» Kaynaktan Alıntı
• • •

“Çocuklarınızı kendi zamanınıza göre değil, onların yaşayacakları zamana göre yetiştiriniz.”
— Hz. Ali
Çocuklarınızın üzerine yağan yağmurlar farklı olacak. Farklı sağanaklardan, farklı sığınaklara doğru koşacaklar. Onların mağduru oldukları da, sahibi oldukları da bizden farklı olacak. Her çocuk döneminin yoksunluğunu ve bolluğunu kendi ruhunda yaşayacak.
Oyun alanlarının daha çok, evlerin hep bahçeli olduğu zamanlarda çocuklar doyasıya oyun oynadılar. Belki şimdiki çocuklar kadar oyuncakları olmadı ama oyun oynayacak arkadaşları ve yemyeşil alanları vardı. Günün ilk ışıklarıyla dışarı çıkar akşama kadar suyla, çamurla oynarlardı. Ağaç tepeleri evcilik oynamak için en çok tercih edilen yerlerdi. Yapay oyuncaklar yerine bizzat kâinattaki her şeyin oyun aracı olduğu bir dönemin çocuklarıydı onlar. Her dönemim kendine ait sıkıntıları, yoklukları ve bollukları vardır. O dönem yoksunluk olarak görülen şeylerin yerine, şimdi bolluk içinde yaşanan derin boşluklar kaldı.
Babamın çocukluğu, benim çocukluğum ve kızımın çocukluğu… Üç ayrı devir, üç ayrı kimlik… Üç ayrı varoluş ve üç ayrı kulluk savaşı… Babamın ve annemin çocukluğu okul dışında aileye yardım etmenin de ön planda olduğu bir zamandı. Bahçe ve tarla işleri yanında arta kalan zamanda arkadaşlarla geniş mekânlarda oyunlar oynanırdı. Bizim çocukluğumuzda okul ve eğitimin hayatın daha büyük bir kısmını kapsadığı, fakat yine sokakta ve bahçede oynamanın hala mümkün olduğu bir çocukluktu. Şimdiki çocuklar ise bizim hayalini bile kuramadığımız bilgisayarların, oyuncakların ve daha birçok şeyin sahibi oldular. Onlar maddi varlık olarak bizlerden çok daha fazlasına kavuştular. Fakat sınavlar, dershaneler, en iyi okulları kazanma çabası, günde kaç soru çözülmesi gerektiği, dershane ve okul notları gibi daha birçok sebep yüzünden tadını çıkarırcasına oynayamadan büyüdüler. Onlar da ertelenmiş çocukluğun, görünürde afilli mağdurları olarak kendi hikâyelerini yaşayacaklar.

• • •

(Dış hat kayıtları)

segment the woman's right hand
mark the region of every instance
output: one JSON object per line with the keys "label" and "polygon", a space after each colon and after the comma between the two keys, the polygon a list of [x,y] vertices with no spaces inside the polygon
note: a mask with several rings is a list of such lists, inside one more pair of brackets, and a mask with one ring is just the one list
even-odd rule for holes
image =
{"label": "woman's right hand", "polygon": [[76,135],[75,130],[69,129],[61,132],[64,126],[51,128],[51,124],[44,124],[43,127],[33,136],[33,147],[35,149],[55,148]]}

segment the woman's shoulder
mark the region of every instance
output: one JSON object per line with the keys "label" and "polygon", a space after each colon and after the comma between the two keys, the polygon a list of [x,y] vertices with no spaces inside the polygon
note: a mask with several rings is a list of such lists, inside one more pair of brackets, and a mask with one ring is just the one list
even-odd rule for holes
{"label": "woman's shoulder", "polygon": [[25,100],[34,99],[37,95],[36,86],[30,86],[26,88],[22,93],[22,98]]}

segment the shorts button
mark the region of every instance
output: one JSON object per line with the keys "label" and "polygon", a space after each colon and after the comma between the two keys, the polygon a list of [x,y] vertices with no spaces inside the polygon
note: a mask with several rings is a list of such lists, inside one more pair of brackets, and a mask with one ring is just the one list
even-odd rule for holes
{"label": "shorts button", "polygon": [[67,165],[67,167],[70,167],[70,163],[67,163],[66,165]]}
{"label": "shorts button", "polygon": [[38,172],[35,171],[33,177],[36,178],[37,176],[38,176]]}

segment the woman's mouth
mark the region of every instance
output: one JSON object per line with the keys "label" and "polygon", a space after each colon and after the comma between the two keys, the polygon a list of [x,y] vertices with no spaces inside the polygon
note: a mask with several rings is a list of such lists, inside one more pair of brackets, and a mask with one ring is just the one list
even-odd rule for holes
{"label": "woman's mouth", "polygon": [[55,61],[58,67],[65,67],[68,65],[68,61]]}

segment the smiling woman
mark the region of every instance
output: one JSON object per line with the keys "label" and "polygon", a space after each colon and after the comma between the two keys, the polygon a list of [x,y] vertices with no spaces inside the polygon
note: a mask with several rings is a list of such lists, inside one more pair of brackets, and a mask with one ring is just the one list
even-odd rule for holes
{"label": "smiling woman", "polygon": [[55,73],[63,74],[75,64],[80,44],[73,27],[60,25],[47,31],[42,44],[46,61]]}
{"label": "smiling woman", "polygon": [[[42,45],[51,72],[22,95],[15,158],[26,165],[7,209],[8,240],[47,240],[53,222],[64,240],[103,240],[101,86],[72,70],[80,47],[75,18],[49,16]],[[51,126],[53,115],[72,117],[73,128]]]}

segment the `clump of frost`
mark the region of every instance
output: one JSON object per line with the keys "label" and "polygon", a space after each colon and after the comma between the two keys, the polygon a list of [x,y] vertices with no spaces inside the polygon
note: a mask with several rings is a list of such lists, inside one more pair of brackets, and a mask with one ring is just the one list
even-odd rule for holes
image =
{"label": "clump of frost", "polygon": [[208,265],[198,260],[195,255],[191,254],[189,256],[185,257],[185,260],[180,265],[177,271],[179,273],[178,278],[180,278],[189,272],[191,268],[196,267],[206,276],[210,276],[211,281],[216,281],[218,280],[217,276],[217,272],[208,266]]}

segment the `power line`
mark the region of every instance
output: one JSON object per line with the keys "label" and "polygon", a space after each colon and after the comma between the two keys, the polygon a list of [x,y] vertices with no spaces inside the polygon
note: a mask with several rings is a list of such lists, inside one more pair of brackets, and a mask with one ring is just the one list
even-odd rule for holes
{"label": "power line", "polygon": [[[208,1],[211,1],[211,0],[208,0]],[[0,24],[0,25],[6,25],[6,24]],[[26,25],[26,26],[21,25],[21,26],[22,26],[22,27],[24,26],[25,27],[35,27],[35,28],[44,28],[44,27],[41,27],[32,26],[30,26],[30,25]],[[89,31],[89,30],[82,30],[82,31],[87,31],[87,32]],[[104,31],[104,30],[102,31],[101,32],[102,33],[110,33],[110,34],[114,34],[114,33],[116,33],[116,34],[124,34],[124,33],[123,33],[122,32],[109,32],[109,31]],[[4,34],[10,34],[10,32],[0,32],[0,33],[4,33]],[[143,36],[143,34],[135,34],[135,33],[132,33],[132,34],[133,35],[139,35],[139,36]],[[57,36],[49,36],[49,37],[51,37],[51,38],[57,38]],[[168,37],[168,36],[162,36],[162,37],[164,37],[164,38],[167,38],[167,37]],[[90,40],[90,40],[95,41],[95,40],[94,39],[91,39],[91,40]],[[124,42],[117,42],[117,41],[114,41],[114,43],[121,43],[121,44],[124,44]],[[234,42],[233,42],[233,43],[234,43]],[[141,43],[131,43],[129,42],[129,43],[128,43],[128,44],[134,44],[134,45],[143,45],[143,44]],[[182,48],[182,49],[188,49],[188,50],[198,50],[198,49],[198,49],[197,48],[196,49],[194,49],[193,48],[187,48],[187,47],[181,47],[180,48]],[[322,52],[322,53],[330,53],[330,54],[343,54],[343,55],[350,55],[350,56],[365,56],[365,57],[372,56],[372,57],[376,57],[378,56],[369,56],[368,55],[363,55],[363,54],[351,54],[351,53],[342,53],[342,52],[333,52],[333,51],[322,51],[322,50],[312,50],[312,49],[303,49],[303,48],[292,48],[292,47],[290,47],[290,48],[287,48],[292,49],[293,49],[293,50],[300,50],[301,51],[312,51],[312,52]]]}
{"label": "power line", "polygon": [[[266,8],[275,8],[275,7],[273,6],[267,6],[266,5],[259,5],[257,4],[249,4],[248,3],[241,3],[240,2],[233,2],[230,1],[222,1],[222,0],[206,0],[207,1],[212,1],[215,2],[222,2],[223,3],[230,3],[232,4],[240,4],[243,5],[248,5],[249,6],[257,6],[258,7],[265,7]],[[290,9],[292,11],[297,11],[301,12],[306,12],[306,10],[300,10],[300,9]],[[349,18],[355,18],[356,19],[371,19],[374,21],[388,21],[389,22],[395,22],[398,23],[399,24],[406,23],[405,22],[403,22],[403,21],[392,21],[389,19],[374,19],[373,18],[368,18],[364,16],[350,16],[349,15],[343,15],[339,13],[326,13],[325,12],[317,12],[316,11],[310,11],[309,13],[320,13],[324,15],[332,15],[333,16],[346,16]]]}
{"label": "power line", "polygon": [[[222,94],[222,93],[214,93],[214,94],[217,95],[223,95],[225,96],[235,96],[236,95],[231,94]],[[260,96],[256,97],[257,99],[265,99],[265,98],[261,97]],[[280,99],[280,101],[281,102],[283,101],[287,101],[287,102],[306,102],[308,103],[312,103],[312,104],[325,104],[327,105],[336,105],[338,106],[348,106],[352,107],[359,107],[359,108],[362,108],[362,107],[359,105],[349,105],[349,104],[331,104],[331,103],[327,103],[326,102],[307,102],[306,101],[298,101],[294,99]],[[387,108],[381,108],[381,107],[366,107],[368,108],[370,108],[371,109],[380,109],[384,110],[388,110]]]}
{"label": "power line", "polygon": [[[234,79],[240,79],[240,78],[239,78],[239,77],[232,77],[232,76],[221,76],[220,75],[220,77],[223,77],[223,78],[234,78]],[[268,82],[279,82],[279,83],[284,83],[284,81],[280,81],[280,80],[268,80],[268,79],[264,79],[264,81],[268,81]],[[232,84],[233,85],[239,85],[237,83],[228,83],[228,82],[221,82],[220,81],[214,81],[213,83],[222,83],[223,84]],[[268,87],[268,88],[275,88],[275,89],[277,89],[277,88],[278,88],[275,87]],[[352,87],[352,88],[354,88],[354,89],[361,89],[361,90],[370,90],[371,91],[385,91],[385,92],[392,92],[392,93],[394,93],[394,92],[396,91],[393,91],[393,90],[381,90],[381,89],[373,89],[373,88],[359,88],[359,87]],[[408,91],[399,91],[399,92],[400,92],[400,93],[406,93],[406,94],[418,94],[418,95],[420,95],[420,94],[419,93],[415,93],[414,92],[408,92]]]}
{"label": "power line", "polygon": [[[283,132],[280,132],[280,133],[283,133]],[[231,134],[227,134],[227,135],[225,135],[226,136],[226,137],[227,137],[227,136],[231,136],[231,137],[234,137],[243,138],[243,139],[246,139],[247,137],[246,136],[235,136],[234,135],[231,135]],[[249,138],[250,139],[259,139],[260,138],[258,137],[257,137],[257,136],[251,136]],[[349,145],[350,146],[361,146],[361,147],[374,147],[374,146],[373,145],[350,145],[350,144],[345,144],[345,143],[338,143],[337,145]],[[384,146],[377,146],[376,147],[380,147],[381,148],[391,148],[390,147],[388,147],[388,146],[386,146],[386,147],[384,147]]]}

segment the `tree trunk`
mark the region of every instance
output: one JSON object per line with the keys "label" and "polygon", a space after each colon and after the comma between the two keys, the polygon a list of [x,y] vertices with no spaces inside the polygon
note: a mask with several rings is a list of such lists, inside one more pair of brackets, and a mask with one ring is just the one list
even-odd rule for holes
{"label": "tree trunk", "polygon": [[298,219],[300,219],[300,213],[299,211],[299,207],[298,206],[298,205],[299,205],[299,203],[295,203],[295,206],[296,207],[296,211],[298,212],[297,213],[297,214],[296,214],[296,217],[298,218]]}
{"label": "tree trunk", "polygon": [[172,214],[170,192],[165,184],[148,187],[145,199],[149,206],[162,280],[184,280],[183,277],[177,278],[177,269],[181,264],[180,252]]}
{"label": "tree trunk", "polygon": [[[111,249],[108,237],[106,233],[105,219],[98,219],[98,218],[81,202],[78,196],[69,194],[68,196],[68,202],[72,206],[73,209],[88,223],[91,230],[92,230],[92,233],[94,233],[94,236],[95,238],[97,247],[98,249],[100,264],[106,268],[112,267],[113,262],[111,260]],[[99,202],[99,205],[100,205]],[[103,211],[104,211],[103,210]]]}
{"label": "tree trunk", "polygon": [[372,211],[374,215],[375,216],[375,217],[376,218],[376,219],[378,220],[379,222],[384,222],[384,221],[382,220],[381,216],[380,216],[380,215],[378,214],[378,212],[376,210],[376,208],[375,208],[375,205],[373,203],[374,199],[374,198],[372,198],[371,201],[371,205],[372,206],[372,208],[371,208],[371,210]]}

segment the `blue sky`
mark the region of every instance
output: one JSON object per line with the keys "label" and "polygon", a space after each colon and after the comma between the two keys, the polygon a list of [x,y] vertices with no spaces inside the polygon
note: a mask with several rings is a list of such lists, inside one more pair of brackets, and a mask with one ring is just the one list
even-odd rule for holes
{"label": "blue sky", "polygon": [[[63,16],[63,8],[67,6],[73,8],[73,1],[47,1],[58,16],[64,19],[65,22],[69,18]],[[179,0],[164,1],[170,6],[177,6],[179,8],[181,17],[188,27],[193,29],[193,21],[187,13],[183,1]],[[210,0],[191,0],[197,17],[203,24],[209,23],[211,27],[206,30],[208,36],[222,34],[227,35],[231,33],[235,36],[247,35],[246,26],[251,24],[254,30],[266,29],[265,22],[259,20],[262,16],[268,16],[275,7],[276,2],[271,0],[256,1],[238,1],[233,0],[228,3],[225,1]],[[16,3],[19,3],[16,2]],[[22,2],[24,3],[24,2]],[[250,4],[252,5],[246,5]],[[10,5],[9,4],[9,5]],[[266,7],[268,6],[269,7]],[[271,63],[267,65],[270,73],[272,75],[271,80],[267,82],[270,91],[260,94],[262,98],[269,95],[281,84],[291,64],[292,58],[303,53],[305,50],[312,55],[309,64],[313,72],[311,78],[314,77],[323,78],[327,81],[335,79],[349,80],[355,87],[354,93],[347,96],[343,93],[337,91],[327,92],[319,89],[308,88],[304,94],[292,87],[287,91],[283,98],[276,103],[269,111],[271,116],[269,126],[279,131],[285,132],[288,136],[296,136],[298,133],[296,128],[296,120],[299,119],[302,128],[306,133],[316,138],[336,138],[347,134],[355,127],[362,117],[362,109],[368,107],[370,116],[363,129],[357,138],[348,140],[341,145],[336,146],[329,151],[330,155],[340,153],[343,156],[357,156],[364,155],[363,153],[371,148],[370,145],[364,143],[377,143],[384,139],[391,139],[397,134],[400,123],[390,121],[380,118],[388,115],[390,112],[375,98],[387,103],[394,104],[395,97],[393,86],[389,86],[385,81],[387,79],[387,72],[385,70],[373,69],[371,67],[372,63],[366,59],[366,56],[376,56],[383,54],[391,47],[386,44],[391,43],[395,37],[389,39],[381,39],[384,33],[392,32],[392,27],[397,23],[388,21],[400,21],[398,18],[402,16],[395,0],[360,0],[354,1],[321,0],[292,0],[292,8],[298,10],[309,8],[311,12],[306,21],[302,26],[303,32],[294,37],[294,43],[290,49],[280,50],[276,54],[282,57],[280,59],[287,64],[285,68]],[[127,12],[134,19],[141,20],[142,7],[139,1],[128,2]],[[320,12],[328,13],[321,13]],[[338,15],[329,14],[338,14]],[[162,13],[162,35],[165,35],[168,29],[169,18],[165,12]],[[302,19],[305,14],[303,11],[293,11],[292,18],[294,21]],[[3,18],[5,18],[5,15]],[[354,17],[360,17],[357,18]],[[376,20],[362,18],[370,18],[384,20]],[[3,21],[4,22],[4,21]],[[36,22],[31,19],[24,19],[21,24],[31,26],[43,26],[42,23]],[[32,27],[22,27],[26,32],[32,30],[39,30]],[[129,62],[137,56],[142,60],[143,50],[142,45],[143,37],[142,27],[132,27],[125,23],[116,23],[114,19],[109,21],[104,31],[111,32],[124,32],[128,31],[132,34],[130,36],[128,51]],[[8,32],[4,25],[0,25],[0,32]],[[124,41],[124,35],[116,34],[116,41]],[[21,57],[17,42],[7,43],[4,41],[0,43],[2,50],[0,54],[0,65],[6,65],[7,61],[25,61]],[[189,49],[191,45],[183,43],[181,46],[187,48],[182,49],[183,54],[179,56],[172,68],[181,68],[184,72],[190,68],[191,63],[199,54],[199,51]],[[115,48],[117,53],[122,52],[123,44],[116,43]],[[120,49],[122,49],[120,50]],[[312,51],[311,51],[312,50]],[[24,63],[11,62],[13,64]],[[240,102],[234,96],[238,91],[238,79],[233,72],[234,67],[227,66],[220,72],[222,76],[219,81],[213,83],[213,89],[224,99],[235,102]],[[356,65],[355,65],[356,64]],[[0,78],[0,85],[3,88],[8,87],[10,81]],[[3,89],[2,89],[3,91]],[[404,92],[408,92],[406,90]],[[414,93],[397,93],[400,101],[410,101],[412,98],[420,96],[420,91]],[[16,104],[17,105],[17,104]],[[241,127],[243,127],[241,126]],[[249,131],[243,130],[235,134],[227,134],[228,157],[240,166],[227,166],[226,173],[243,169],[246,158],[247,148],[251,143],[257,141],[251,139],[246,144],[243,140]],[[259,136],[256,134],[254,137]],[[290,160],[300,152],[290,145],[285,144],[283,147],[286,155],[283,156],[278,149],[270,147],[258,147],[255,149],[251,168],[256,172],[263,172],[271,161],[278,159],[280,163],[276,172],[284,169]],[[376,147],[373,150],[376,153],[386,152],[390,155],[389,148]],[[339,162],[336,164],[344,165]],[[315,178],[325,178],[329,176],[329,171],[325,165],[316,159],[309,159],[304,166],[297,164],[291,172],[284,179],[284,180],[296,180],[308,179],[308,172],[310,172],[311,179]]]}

• • •

» Görev Tanımı
Kuşaklar boyunca çocukluk üzerine yazıdan "Oyun alanlarının daha" ifadesinden "derin boşluklar kaldı." ifadesine kadar uzanan bölümü hiç değiştirmeden yazar mısın?

» Tamamlanan Alıştırma
Oyun alanlarının daha çok, evlerin hep bahçeli olduğu zamanlarda çocuklar doyasıya oyun oynadılar. Belki şimdiki çocuklar kadar oyuncakları olmadı ama oyun oynayacak arkadaşları ve yemyeşil alanları vardı. Günün ilk ışıklarıyla dışarı çıkar akşama kadar suyla, çamurla oynarlardı. Ağaç tepeleri evcilik oynamak için en çok tercih edilen yerlerdi. Yapay oyuncaklar yerine bizzat kâinattaki her şeyin oyun aracı olduğu bir dönemin çocuklarıydı onlar. Her dönemim kendine ait sıkıntıları, yoklukları ve bollukları vardır. O dönem yoksunluk olarak görülen şeylerin yerine, şimdi bolluk içinde yaşanan derin boşluklar kaldı.